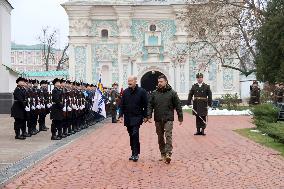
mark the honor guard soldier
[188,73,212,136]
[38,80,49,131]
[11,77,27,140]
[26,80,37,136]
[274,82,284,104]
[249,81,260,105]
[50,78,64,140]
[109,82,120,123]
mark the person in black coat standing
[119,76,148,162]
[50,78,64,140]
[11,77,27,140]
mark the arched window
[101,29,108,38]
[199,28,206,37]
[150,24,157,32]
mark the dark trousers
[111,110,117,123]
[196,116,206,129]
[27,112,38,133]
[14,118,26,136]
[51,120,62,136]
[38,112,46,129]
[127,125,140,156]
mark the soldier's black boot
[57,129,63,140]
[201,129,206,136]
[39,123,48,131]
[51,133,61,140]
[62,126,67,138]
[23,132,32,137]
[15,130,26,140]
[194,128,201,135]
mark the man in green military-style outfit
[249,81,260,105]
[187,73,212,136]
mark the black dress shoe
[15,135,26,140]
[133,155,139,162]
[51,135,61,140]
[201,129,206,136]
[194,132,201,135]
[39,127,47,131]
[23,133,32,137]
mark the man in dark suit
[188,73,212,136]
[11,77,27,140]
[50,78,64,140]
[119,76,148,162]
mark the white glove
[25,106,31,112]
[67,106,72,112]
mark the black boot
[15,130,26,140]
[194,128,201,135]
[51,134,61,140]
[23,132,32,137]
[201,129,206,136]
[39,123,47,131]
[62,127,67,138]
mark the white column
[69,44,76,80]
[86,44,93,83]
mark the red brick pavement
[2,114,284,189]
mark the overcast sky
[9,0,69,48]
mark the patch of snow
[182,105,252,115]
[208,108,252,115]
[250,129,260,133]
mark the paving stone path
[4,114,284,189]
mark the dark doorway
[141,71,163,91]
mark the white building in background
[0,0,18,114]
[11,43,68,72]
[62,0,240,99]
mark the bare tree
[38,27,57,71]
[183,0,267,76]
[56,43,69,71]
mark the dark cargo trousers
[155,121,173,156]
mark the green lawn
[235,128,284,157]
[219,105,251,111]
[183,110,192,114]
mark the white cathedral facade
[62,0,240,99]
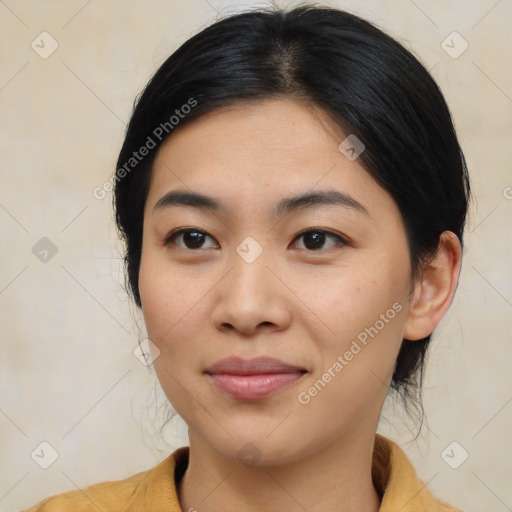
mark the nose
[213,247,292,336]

......

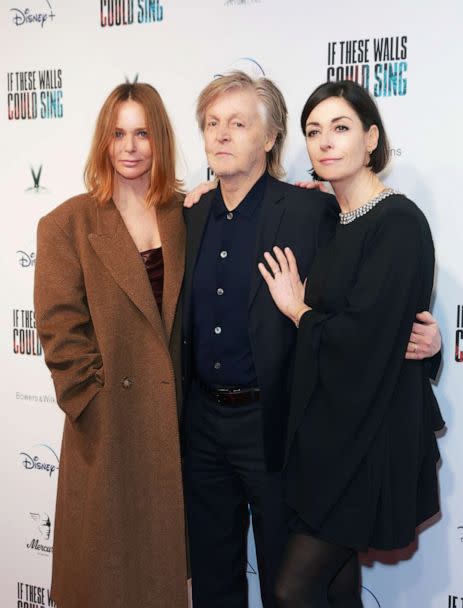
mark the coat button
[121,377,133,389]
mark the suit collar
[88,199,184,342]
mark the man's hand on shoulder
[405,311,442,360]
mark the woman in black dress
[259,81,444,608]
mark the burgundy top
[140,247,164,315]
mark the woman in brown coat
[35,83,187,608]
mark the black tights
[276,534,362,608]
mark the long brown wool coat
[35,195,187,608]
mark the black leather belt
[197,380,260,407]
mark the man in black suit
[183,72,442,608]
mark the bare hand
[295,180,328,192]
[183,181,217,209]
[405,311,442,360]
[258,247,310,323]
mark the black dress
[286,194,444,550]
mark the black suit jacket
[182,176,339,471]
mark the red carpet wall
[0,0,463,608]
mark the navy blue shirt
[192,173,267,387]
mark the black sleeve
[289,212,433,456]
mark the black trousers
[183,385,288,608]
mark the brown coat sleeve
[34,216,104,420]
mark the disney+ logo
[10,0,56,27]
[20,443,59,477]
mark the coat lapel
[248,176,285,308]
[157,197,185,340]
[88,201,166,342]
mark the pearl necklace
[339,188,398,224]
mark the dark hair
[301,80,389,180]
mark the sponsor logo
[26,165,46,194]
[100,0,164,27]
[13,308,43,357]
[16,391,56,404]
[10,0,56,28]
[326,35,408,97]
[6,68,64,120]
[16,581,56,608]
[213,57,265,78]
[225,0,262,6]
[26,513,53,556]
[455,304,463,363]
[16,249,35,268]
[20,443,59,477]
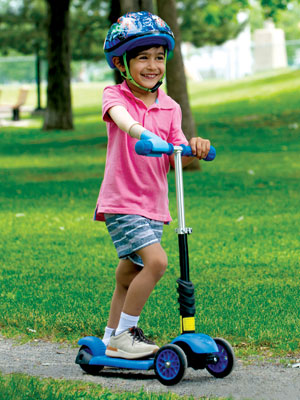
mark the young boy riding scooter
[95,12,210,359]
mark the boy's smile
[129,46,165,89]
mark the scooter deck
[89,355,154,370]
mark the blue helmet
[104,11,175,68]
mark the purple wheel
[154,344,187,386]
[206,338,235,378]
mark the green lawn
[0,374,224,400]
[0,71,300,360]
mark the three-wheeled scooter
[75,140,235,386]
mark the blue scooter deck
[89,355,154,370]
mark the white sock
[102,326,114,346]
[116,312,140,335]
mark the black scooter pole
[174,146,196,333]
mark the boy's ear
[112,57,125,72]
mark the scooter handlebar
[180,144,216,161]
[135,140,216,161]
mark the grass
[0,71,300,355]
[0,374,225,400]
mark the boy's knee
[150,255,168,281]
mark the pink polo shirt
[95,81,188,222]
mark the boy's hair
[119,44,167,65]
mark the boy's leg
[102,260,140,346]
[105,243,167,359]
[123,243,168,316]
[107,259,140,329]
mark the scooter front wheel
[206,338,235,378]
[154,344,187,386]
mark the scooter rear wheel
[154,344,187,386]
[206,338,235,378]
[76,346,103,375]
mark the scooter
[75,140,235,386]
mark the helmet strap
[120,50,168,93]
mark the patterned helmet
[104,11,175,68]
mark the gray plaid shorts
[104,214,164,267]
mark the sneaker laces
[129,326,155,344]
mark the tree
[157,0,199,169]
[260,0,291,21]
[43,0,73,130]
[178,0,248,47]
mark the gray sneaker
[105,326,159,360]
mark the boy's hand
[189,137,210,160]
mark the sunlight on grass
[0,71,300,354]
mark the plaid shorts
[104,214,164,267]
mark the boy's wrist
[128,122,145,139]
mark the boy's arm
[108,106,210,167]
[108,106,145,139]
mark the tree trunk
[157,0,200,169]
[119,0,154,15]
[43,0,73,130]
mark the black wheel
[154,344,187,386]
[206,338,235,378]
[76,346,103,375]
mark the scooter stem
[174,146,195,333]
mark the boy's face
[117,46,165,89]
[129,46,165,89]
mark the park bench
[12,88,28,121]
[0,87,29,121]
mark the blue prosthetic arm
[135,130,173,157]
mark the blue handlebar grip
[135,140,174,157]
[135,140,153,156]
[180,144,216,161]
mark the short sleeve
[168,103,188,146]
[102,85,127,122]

......

- [What is needed] Starting with the line containing "mark the honor guard soldier" and going on through the line containing "[150,24,157,32]", write all of those lines out again, including the lines naming what to mark, with every bounding-box coordinate multiplied by 2.5 and rounded to a whole number, halves rounded up.

- [Response below]
mark the honor guard soldier
[470,183,530,340]
[95,200,123,328]
[28,193,68,350]
[65,200,93,340]
[685,205,710,260]
[623,203,650,263]
[125,195,160,350]
[273,205,300,308]
mark the person in black coat standing
[298,190,370,405]
[125,195,160,350]
[28,193,68,350]
mark the arched window
[253,73,270,95]
[498,70,515,93]
[375,60,393,80]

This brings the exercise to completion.